§ TASKS TO CARRY OUT:
[A] Name every retail company mentioned in the consumer confidence text.
[B] Retype the passage of the consumer confidence text starting at "Economists keep close" and ending at "of this year.".
[C] Turn the paragraph of the consumer confidence text that opens "On Thursday, retailers reported" into a short bulleted list that keeps its main facts.

[start of EXCERPTED TEXT]

Another gauge looking at peoples' attitudes about investing, including their comfort in making major purchases, also picked up in August. That measure rose to 97.9 from 83.6 in July.
Economists keep close tab on confidence barometers for any clues about consumers' willingness to spend. Consumer spending accounts for a big slice of overall economic activity. But analysts also caution that there can be big differences between how consumers feel and what they actually do in terms of spending.
Consumers spent briskly in the first three months of the year, preventing the economy from stalling out. But they tightened the belt in the April-to-June quarter and are expected to be somewhat subdued through the rest of this year.
On Thursday, retailers reported a disappointing start in July to the back-to-school shopping season. The weakest performers were mall-based apparel chains, particularly teen merchants like Pacific Sunwear of California Inc. and Wet Seal Inc. Wal-Mart Stores Inc., the country's largest retailer, posted a slim gain but warned that its increased discounting are hurting profit margins.
Economists said that the housing slump and weaker home values have made some shoppers feel less inclined to splurge. Harder-to-get credit also might be making buyers more cautious, analysts said.
The overall confidence index is benchmarked to a reading of 100 on January 2002, when Ipsos started the survey.
The RBC consumer confidence index was based on responses from 1,003 adults surveyed Monday through Wednesday about their attitudes on personal finance and the economy. Results of the survey had a margin of sampling error of plus or minus 3 percentage points.

[end of EXCERPTED TEXT]
[start of INFORMATION SUPPLIED]

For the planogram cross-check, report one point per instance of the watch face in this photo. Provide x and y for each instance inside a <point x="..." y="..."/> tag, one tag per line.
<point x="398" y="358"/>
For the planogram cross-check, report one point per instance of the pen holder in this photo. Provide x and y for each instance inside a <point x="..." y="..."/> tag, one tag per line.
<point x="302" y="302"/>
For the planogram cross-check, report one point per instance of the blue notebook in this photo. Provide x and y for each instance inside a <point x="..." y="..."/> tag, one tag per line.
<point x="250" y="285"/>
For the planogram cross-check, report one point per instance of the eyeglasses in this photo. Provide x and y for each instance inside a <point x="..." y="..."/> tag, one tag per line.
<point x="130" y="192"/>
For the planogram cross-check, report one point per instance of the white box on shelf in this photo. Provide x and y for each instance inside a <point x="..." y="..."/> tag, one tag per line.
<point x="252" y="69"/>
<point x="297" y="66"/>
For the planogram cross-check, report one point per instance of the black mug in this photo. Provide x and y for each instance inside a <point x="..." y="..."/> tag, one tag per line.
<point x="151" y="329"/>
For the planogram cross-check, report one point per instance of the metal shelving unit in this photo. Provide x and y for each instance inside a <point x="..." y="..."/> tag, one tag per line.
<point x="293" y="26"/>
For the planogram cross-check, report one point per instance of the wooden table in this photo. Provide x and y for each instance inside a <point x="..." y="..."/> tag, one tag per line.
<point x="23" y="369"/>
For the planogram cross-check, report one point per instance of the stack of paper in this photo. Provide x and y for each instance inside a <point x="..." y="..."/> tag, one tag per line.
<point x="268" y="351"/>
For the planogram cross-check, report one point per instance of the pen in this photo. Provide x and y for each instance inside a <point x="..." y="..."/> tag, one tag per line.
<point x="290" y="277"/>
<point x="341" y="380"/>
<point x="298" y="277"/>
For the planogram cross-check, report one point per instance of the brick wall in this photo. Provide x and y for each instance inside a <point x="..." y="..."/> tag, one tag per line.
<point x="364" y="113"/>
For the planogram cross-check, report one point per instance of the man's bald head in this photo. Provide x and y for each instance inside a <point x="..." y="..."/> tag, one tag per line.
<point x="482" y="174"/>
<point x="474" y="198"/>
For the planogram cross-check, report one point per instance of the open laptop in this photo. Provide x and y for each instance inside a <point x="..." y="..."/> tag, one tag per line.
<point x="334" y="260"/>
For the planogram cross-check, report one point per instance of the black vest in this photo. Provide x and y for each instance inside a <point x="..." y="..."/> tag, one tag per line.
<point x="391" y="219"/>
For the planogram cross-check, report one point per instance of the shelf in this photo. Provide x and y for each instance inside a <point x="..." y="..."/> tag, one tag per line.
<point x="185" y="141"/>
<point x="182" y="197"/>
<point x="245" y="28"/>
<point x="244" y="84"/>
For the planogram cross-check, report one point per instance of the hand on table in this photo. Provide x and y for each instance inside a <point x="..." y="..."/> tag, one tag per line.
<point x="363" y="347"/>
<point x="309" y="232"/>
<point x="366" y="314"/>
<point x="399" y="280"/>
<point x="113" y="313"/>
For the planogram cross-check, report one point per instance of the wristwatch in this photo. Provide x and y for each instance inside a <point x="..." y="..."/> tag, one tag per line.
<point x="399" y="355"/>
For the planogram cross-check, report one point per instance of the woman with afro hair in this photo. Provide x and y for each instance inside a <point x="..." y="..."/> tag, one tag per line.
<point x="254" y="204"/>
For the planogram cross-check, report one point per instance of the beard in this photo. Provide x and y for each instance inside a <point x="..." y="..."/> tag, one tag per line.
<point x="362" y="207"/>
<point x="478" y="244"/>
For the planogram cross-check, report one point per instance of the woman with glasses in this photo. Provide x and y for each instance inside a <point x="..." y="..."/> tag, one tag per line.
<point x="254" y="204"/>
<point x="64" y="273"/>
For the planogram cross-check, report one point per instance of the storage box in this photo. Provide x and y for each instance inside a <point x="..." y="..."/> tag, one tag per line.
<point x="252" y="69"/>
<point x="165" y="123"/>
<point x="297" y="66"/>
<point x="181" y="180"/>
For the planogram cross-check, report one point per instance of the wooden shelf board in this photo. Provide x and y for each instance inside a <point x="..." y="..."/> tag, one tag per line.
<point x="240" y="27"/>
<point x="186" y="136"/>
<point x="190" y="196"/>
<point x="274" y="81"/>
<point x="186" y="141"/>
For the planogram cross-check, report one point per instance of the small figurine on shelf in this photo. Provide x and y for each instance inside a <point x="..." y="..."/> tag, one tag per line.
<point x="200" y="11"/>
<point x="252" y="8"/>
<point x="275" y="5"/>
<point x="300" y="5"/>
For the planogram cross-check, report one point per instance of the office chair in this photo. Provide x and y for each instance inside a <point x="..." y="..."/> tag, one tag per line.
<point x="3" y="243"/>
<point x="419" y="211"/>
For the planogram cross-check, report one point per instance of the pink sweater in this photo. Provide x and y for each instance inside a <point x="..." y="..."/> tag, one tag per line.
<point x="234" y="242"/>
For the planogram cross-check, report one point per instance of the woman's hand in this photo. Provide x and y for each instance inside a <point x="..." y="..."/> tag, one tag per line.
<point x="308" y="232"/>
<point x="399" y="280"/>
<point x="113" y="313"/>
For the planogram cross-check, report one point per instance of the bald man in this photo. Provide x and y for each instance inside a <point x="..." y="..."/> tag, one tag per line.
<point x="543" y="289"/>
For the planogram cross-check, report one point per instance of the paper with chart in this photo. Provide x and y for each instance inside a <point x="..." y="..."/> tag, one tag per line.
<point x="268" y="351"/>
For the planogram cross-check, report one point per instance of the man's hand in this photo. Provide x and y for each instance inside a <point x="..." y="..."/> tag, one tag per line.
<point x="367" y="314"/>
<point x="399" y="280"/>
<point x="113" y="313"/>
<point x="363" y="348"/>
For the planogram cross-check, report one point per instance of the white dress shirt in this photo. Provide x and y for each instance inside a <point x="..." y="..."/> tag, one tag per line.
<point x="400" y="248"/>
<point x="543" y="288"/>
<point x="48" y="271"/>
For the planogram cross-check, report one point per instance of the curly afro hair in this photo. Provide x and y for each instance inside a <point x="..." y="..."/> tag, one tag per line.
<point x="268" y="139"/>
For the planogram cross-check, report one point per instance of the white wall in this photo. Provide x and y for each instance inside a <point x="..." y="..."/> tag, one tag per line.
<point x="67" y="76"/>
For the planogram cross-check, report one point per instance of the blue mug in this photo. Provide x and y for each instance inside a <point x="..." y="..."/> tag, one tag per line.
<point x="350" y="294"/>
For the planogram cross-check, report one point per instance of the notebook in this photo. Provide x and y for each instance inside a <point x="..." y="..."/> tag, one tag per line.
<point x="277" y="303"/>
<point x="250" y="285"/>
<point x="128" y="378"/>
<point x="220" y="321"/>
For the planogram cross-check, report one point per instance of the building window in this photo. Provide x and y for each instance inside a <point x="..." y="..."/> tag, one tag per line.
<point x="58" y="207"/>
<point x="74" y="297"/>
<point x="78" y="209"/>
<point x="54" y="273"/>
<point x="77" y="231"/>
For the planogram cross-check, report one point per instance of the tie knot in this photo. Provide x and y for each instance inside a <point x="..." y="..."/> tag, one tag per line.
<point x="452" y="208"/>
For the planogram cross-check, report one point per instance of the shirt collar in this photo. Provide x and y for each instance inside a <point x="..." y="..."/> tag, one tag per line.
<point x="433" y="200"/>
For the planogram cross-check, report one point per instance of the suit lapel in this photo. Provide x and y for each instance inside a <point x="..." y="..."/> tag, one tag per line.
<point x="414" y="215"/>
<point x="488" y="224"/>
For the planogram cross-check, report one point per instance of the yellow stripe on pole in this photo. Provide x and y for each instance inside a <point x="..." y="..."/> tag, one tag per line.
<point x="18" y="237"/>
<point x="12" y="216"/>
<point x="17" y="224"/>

[end of INFORMATION SUPPLIED]

§ THE RESPONSES:
[A] Pacific Sunwear of California Inc., Wet Seal Inc., Wal-Mart Stores Inc.

[B]
Economists keep close tab on confidence barometers for any clues about consumers' willingness to spend. Consumer spending accounts for a big slice of overall economic activity. But analysts also caution that there can be big differences between how consumers feel and what they actually do in terms of spending.
Consumers spent briskly in the first three months of the year, preventing the economy from stalling out. But they tightened the belt in the April-to-June quarter and are expected to be somewhat subdued through the rest of this year.

[C]
- On Thursday, retailers reported a disappointing July start to the back-to-school shopping season.
- Mall-based apparel chains did worst, especially teen merchants such as Pacific Sunwear of California Inc. and Wet Seal Inc.
- Wal-Mart Stores Inc., the country's largest retailer, posted a slim gain but warned that increased discounting is hurting its profit margins.